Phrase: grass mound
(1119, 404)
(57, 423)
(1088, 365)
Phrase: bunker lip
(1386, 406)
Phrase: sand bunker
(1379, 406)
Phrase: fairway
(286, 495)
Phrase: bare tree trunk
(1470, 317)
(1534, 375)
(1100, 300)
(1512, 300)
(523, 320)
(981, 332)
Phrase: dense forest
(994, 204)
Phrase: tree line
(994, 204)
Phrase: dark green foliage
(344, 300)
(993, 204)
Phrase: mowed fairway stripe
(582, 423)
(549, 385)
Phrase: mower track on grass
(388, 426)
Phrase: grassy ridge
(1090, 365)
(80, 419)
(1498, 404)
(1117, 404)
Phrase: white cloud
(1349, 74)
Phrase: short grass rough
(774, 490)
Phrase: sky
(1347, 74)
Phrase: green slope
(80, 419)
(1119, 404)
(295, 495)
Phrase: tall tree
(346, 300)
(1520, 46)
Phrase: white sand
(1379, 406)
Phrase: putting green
#####
Copy every line above word for word, from the first to the last.

Phrase: grass mound
(1119, 404)
(57, 423)
(1088, 365)
Phrase: bunker lip
(1386, 406)
Phrase: sand bunker
(1379, 406)
Phrase: fairway
(286, 495)
Phrase: bare tree trunk
(1470, 317)
(1534, 375)
(1100, 300)
(1512, 300)
(523, 320)
(981, 332)
Phrase: dense forest
(994, 204)
Phrase: tree line
(994, 204)
Phrase: dark green foliage
(344, 300)
(993, 204)
Phrase: mowed fairway stripe
(582, 423)
(549, 385)
Phrase: mower track on grass
(388, 426)
Phrase: grassy ridge
(1090, 365)
(80, 419)
(1498, 404)
(1117, 404)
Phrase: white cloud
(1349, 74)
Phrase: short grass rough
(774, 490)
Phrase: sky
(1347, 74)
Phrase: green slope
(80, 419)
(1119, 404)
(295, 495)
Phrase: tall tree
(346, 300)
(1520, 46)
Phrase: white sand
(1379, 406)
Phrase: putting green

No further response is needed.